= Jalda Rebling =

German hazzan

Jalda Rebling (born in Amsterdam, 1951) is a German hazzan.

A year after birth, she and her parents moved to East Germany in 1952. Her parents survived the Holocaust, and Rebling's mother and aunt, Janny Brandes-Brilleslijper, were the first to tell Otto Frank of his daughters' deaths. Her mother Rebekka Brilleslijper, also known as Lin Jaldati, was a well-known singer of Yiddish music while her father, Eberhard Rebling, was a musicologist. Her sister Kathinka Rebling is also a musicologist. In 1987, Rebling helped organize a Yiddish culture festival in Germany, which occurred every year into the 1990s. Rebling herself eventually became one of the best known Yiddish singers in united postwar Germany. She also acted in Yiddish at the Hackischer Hoftheater.

Record extracts:
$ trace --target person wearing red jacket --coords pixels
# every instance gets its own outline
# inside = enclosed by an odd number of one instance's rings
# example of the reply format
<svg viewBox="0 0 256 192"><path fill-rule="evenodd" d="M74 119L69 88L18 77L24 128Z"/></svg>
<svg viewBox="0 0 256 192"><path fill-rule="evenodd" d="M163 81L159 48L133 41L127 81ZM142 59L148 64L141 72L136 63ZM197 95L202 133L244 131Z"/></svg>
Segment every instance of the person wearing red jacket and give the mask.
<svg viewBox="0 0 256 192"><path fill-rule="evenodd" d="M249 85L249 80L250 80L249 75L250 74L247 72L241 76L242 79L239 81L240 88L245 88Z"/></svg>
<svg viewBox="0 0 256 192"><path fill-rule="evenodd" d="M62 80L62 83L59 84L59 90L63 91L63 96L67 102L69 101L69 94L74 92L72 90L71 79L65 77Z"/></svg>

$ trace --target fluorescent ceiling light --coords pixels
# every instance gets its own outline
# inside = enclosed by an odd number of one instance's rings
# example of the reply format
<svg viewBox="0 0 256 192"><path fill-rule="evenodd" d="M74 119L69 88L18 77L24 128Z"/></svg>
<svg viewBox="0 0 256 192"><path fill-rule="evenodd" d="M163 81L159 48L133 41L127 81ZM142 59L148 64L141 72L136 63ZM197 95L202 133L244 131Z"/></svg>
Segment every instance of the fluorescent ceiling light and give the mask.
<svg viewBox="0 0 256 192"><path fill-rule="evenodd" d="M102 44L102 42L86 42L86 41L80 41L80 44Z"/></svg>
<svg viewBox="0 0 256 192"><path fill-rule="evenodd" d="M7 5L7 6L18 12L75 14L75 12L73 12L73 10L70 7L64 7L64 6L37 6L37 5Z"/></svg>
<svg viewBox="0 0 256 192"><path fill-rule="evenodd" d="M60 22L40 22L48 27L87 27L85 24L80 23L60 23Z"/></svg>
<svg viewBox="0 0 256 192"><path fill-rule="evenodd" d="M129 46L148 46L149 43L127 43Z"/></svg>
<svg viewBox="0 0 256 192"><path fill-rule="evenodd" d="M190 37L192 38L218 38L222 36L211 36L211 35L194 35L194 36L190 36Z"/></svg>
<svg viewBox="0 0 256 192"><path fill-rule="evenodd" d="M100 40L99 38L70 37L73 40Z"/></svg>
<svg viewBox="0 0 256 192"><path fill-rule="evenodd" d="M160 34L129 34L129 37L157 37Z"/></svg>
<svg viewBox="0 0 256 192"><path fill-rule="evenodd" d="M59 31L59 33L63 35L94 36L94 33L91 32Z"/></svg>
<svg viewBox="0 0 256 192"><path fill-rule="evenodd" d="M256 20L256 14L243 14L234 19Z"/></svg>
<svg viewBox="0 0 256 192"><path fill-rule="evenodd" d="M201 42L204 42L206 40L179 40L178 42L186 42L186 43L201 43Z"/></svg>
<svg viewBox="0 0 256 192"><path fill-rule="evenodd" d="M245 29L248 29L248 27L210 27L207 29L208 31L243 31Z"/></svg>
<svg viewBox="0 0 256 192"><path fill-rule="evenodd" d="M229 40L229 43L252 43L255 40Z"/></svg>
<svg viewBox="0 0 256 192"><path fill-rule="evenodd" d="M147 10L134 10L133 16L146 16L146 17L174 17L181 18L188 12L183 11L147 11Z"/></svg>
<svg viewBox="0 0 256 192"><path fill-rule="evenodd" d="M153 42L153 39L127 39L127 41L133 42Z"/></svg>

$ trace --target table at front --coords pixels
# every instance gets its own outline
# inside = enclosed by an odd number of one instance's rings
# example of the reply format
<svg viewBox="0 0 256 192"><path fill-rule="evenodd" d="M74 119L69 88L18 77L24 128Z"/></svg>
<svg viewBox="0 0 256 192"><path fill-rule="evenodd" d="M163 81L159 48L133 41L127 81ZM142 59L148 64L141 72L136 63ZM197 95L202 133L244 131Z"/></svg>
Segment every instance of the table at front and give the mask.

Work to complete:
- A) Which of Jalda Rebling's relatives does the biography of her name?
- B) Can you pick up the Jalda Rebling biography after its last sentence and carry it on?

Outputs in order:
- A)
- Rebekka Brilleslijper, also known as Lin Jaldati (mother)
- Janny Brandes-Brilleslijper (aunt)
- Eberhard Rebling (father)
- Kathinka Rebling (sister)

- B)
In 1979, the Anne Frank Kindergarten in Berlin had Rebling and her mother perform for the fiftieth anniversary of Anne Frank’s birth; the production was shown on GDR TV and sold as a record, and it became the family’s signature production on tour. They performed it at Yad Vashem in Jerusalem, and Rebling noted that while “we sang in Yiddish, there was also a German song by Paul Dessau. In fact, we brought the first two pieces of German-language music into Yad Vashem.”

Rebling wrote "Yiddish Culture — a Soul Survivor of East Germany," which was included in the book Speaking Out: Jewish Voices from United Germany, published in 1995.

In 2007, she became the first openly lesbian cantor ordained by the Jewish Renewal movement. That year, she also became the first woman to lead the High Holiday services in Lund, Sweden. She also led the first egalitarian service in the traditional Jewish community of Hamburg, Germany. In a Norwegian synagogue of Trondheim, she became the first Jewish female cantor who (together with Rabbi Lynn Feinberg) led Shabbat Services and read the Torah in public.

In 2009 and 2011, she performed during the Program in Jewish Studies’ Week of Jewish Culture at the University of Colorado, Boulder.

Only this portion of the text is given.